- **Your objective**
Copy every one of the items below verbatim, keeping each line in its original order.

- **Dataset rows**
:::::

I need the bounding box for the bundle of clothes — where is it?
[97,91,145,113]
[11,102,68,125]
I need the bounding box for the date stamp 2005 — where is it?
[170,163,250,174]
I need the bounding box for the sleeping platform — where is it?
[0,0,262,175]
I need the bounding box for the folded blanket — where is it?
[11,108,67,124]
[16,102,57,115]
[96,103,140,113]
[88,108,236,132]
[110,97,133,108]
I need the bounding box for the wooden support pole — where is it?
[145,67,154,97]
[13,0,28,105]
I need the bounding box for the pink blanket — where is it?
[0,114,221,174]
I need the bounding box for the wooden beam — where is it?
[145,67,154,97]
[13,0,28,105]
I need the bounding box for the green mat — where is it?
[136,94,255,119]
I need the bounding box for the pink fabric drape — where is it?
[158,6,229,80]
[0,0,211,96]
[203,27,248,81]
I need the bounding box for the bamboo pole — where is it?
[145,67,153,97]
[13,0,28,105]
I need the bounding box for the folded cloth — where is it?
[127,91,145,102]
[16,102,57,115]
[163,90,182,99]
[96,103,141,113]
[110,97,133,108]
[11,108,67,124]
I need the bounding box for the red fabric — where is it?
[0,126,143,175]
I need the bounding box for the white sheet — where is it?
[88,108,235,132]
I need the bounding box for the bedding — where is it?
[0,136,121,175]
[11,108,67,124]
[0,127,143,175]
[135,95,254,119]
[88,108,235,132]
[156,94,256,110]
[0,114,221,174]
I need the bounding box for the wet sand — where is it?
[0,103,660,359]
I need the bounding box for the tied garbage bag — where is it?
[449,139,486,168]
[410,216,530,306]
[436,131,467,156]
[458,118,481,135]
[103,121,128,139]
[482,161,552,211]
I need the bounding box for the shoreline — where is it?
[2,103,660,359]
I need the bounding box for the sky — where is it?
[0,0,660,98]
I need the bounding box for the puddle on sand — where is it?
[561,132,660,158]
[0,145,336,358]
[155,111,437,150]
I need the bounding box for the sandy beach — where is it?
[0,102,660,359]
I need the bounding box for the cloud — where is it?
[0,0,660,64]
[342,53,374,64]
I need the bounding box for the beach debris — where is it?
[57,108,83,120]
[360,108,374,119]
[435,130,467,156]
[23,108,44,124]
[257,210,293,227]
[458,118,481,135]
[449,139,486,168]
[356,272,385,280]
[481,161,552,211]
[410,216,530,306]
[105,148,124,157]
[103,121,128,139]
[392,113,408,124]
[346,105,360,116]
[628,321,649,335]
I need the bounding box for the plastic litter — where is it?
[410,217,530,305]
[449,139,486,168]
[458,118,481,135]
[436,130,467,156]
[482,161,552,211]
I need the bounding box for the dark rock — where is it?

:::::

- **Output**
I need the bounding box for the bundle of clothes — where is it?
[97,91,145,113]
[11,102,68,125]
I need the bounding box for the date stamp 2005 — where is it?
[170,163,250,174]
I need the bounding box for the sleeping platform — where is it?
[0,0,262,175]
I need the bounding box for the folded blanket — where is it?
[11,108,67,124]
[16,102,57,115]
[96,103,140,113]
[88,108,236,132]
[110,97,133,108]
I need the bounding box for the wooden support pole — where is it?
[145,67,154,97]
[13,0,28,105]
I need the bounding box for the pink blanket — where is it?
[0,114,221,174]
I need the bounding box for the wooden beam — where is it?
[145,67,154,97]
[13,0,28,105]
I need the bounding box for the green mat — where is it?
[136,94,255,119]
I need the bounding box for the pink fabric drape — where is it?
[158,6,229,80]
[0,0,211,96]
[203,27,248,81]
I need the bounding box for the bamboo pole — where is it?
[145,67,153,97]
[13,0,28,105]
I need the bounding box for the folded cloth — where is it?
[127,91,145,102]
[16,102,57,115]
[163,90,182,99]
[96,103,141,113]
[110,97,133,108]
[11,108,67,124]
I need the bounding box for the red fabric — where is it?
[0,126,143,175]
I need the bounding box for the white sheet — where is it?
[88,108,235,132]
I need the bounding box for the bedding — where is it?
[0,136,121,175]
[11,108,67,124]
[0,127,143,175]
[135,95,254,119]
[88,108,235,132]
[156,94,256,110]
[0,114,221,174]
I need the bounding box for the wet sand — where is it?
[0,103,660,359]
I need the bounding box for the tied garbage bag — where is it?
[449,139,486,168]
[410,216,530,306]
[436,131,467,156]
[458,118,481,135]
[103,121,128,139]
[482,161,552,211]
I need the bounding box for the shoreline — where is it?
[2,103,660,359]
I need the bounding box for the sky — where is it?
[0,0,660,98]
I need the bounding box for the puddle on sand — where is it?
[561,132,660,158]
[0,145,336,358]
[155,111,437,150]
I need the bounding box for the sandy beach — where is it?
[0,102,660,359]
I need the bounding box for the cloud — where is it?
[0,0,660,64]
[342,53,374,64]
I need the bounding box for the beach debris — where is it?
[57,108,83,120]
[360,108,374,119]
[435,130,467,156]
[23,108,44,124]
[257,210,293,227]
[458,118,481,135]
[449,139,486,168]
[356,272,385,280]
[481,161,552,211]
[410,216,530,306]
[105,148,124,157]
[103,121,128,139]
[392,113,408,124]
[346,105,360,116]
[628,321,649,335]
I need the bounding box for the plastic litter — where is it?
[410,217,530,305]
[449,139,486,168]
[458,118,481,135]
[436,130,467,156]
[482,161,552,211]
I need the bounding box for the dark rock — where is it?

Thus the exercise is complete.